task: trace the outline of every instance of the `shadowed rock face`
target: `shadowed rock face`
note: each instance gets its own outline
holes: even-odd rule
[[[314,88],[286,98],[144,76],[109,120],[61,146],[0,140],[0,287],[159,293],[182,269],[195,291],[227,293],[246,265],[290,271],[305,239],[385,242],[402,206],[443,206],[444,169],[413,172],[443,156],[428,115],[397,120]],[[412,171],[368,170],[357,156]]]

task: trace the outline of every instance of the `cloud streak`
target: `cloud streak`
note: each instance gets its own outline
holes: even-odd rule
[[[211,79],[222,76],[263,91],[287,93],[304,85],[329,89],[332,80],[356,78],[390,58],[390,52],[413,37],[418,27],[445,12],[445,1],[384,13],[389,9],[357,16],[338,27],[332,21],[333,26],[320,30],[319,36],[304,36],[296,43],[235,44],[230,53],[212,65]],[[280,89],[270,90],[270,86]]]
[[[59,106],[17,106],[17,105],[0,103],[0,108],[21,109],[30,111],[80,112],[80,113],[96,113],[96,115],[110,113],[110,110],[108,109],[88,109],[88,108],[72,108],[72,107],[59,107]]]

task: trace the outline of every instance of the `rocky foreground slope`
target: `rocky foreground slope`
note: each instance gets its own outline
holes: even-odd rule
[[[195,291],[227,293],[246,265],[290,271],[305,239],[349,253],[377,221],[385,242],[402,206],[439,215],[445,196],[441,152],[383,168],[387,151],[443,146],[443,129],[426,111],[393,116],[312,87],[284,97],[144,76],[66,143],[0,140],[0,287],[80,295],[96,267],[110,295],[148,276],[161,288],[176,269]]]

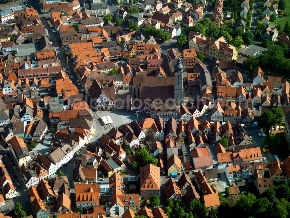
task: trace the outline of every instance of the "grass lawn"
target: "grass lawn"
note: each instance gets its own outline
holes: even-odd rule
[[[286,11],[290,13],[290,0],[286,0]],[[281,27],[282,27],[287,21],[290,22],[290,16],[271,22],[271,24],[276,24],[276,25],[280,24]]]

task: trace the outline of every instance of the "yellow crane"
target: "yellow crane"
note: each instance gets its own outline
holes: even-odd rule
[[[67,51],[66,51],[65,50],[63,50],[64,52],[64,53],[66,55],[66,63],[68,65],[68,54],[71,54],[71,52],[68,52]]]

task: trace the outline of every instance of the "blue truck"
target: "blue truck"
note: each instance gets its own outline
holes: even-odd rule
[[[169,177],[170,178],[176,178],[177,177],[177,174],[176,173],[173,173],[169,174]]]

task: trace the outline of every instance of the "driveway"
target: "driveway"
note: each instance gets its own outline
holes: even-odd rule
[[[253,140],[252,143],[255,145],[255,147],[260,147],[261,148],[261,151],[262,153],[262,156],[265,158],[265,161],[267,162],[271,162],[274,160],[274,158],[272,155],[271,151],[268,151],[265,153],[263,152],[262,149],[264,146],[263,140],[264,137],[260,137],[258,135],[258,133],[259,132],[262,132],[262,130],[261,128],[257,126],[255,128],[250,128],[245,130],[246,132],[248,135],[251,134]]]
[[[223,171],[224,171],[224,169]],[[230,183],[224,173],[220,173],[219,175],[220,177],[217,178],[217,183],[215,185],[219,192],[224,192],[226,190],[226,187],[230,186]]]

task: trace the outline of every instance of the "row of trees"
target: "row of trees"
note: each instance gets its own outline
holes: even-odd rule
[[[262,45],[268,49],[268,51],[259,56],[250,57],[244,61],[243,65],[246,70],[251,72],[260,66],[274,73],[288,75],[290,73],[290,62],[285,58],[289,47],[284,42],[278,45],[271,44],[267,39],[263,40]]]
[[[208,212],[204,203],[198,201],[191,201],[186,204],[181,199],[168,199],[166,202],[164,211],[169,218],[199,218],[205,217],[207,215],[210,218],[217,218],[217,212],[212,208]]]
[[[228,43],[236,47],[237,50],[240,48],[244,43],[251,44],[254,38],[253,34],[249,31],[244,32],[240,28],[234,30],[231,27],[218,28],[210,25],[208,18],[201,19],[196,24],[188,28],[188,33],[191,30],[200,33],[207,37],[217,39],[223,36]]]
[[[163,41],[167,41],[170,38],[169,33],[164,32],[161,29],[156,29],[155,26],[150,25],[145,27],[142,31],[142,34],[145,36],[153,36]]]
[[[135,152],[135,161],[132,163],[132,168],[134,169],[140,170],[140,167],[144,167],[148,163],[157,166],[158,160],[150,156],[147,147],[138,149]]]
[[[240,195],[240,200],[231,207],[221,193],[219,196],[219,218],[227,218],[234,214],[237,218],[287,218],[290,215],[290,191],[284,185],[270,188],[259,198],[249,193]]]

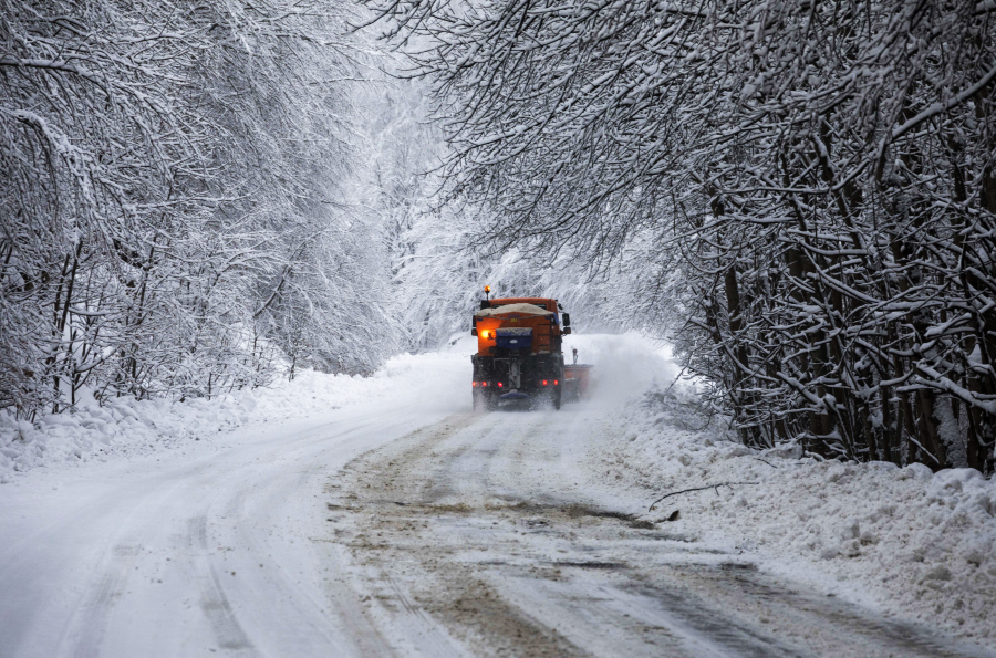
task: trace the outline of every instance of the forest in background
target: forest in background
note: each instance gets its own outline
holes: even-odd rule
[[[360,11],[0,0],[0,409],[370,374],[464,324],[494,269]]]
[[[490,283],[749,446],[994,470],[992,0],[362,4],[0,0],[0,409],[369,374]]]
[[[749,446],[993,472],[996,2],[365,4],[478,246],[610,273]]]

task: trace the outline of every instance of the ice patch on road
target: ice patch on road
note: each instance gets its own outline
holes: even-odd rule
[[[614,442],[601,447],[608,477],[647,491],[647,504],[706,487],[665,499],[650,518],[679,510],[670,530],[771,572],[975,641],[996,638],[996,481],[972,469],[751,450],[715,422],[702,430],[694,396],[676,390],[616,412]]]

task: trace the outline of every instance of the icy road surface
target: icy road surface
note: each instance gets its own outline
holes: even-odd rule
[[[0,656],[985,655],[641,519],[605,405],[463,390],[6,485]]]

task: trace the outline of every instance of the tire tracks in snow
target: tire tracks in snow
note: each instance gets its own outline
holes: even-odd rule
[[[592,420],[455,416],[349,464],[330,521],[385,634],[417,619],[426,656],[986,655],[599,506],[569,463]]]

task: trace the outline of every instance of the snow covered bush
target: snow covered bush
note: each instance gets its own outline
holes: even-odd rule
[[[744,443],[993,471],[992,2],[366,4],[481,233],[621,272]]]

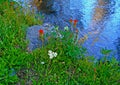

--------------------

▶ _Ejercicio_
Muestra todas las líneas de las filas de arriba que contengan la palabra "surface". Distingue entre mayúsculas y minúsculas.

▶ _Respuesta_
task: trace the outline of every instance of the icy road surface
target: icy road surface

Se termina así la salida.